* Document segment *
※ ※ ※
问题
This is a tough question, but I might as well try. I'm implementing the architecture from this paper https://arxiv.org/pdf/1503.08895.pdf for language modeling. See page 2 for a diagram, and the top of page 5 for the section on positional or "temporal" encoding. More on positional encoding can be found here, https://arxiv.org/pdf/1706.03762.pdf at the bottom of page 5/top of page 6. (I was directed to that second paper by the authors of the first.)
So here's my keras implementation in a nutshell:
word_seq = Input(shape = (SEQ_LEN,), dtype = "int32", name = "word_seq")
query = Input(shape = (EMBED_DIM, ), dtype = "float32", name = "q_input")
#the query for lang. modeling is a constant vector filled with 0.1, as described at the bottom of page 7 in the first linked paper
T_A = Added_Weights(input_dim = (SEQ_LEN, EMBED_DIM))
#Added_Weights is a custom layer I wrote, which I'll post below
#These are the "positional encoding" components
T_C = Added_Weights(input_dim = (SEQ_LEN, EMBED_DIM))
Emb_A = Embedding(output_dim = EMBED_DIM, input_dim = VOCAB_SIZE, input_length = SEQ_LEN, name = "Emb_A")
Emb_C = Embedding(output_dim = EMBED_DIM, input_dim = VOCAB_SIZE, input_length = SEQ_LEN, name = "Emb_C")
int_state_weights = Dense(units = EMBED_DIM, activation = 'linear',
kernel_initializer=RandomNormal(mean=0., stddev = 0.05, seed = None))
layer_output = query
#the loop uses the output from the previous layer as the query, but the first layer's query is just that constant vector
for i in range(0, NUM_LAYERS - 1):
memories = Emb_A(word_seq) #these all re-use the weights instantiated earlier.
memories = T_A(memories)
memories = Dropout(DROPOUT_R)(memories)
content = Emb_C(word_seq)
content = T_C(content)
mem_relevance = Dot(axes=[1, 2])([layer_output, memories])
weighted_internal_state = int_state_weights(mem_relevance)
mem_relevance = Softmax()(mem_relevance)
※ ※ ※
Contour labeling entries
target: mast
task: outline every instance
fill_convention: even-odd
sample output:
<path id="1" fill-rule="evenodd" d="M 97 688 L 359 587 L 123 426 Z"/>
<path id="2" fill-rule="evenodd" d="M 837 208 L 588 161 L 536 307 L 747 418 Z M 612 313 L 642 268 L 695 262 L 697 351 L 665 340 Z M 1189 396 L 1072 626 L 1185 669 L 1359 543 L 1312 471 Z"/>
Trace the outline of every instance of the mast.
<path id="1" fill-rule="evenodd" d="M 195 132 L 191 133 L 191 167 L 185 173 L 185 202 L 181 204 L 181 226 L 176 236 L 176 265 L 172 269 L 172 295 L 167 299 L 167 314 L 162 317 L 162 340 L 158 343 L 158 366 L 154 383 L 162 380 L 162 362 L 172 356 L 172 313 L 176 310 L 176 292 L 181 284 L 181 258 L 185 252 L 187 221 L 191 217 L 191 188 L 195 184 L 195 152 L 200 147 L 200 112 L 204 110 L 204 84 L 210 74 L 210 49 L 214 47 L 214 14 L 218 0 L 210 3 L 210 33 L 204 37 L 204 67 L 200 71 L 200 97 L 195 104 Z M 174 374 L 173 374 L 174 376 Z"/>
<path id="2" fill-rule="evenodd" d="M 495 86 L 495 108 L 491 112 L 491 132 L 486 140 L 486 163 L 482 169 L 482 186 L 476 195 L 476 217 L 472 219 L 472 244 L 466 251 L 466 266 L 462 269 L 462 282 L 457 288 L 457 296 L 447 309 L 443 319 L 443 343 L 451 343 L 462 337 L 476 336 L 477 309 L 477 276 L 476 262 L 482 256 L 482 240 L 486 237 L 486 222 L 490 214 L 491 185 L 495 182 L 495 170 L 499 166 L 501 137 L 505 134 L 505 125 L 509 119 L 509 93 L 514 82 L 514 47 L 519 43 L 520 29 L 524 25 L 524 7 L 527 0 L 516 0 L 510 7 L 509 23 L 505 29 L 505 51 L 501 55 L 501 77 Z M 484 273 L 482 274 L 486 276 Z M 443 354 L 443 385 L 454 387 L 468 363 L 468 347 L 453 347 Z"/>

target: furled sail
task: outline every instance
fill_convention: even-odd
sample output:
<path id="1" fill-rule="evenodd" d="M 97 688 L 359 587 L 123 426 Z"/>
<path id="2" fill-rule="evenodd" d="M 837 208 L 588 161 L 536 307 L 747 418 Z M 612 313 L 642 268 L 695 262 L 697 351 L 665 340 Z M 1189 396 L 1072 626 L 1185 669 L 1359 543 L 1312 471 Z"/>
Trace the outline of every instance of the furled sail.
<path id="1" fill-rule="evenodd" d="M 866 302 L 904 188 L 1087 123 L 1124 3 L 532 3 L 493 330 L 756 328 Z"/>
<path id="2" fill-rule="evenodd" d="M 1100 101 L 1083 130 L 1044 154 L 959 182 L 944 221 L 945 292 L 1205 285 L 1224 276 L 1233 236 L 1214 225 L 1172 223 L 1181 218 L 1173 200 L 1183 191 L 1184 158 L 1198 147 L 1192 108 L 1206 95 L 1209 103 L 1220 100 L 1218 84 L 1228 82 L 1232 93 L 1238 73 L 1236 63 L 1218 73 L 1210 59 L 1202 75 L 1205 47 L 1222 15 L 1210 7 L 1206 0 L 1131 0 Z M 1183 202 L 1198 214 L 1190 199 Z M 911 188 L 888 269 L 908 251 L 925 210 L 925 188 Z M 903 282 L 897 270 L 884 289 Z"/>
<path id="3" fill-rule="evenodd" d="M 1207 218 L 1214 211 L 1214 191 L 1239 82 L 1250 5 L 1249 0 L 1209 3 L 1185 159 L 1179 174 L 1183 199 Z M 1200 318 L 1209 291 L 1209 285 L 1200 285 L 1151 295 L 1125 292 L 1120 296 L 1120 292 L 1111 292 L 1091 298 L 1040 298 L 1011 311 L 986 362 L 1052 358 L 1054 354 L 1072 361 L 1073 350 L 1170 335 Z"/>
※ ※ ※
* Exercise set *
1 - In the Keras memory network post, who pointed the poster to the second paper on positional encoding?
2 - Resume the Keras memory network post after its final line of code.

* Exercise answers *
1 - The authors of the first paper.

2 -
content_relevance = Dot(axes=1)([mem_relevance,
content]) # weight each piece of content by it's probability of being relevant
layer_output = Add()([content_relevance, weighted_internal_state])
layer_output = Dropout(DROPOUT_R)(layer_output)
final_output = Dense(units = VOCAB_SIZE, activation ='relu',
kernel_initializer=RandomNormal(mean=0., stddev = 0.05, seed = None))(layer_output)
model = Model(inputs = [word_seq, query], outputs = prediction)
model.compile(optimizer = SGD(lr = 0.01, clipnorm = 50.), loss = 'categorical_crossentropy', metrics = ['accuracy'])
model.fit(x = [td_seqs, td_query], y = [td_labels],
batch_size = BATCH_SIZE, callbacks = [lr_adjust, lr_termination, for_csv], epochs=200, verbose = 1)
BATCH_SIZE is currently 128. This went well on ~35,000 training samples BEFORE I added the T_A and T_C parts, ending at 96% accuracy. As soon as I implemented T_A and T_C (the positional encoding), training ended at around 10% accuracy and 5.2-ish training loss. I increased the training data by a factor of 10 and didn't see any real improvement. Here's my Added_Weights class:
class Added_Weights(Layer):
def __init__(self, input_dim, **kwargs):
super(Added_Weights, self).__init__(**kwargs)
self.input_dim = input_dim
def build(self, input_shape):
# Create a trainable weight variable for this layer.
self.kernel = self.add_weight(name='kernel',
shape=(self.input_dim[0], self.input_dim[1]),
initializer=RandomNormal(mean=0., stddev=0.05, seed=None),
trainable=True)
super(Added_Weights, self).build(input_shape)
def call(self, x, **kwargs):
return x + self.kernel
def compute_output_shape(self, input_shape):
return input_shape
I am agonizing over why this won't work, after reading both of these awesome papers explicitly stating that it SHOULD work. If anyone can manage to help with this, that would be amazing.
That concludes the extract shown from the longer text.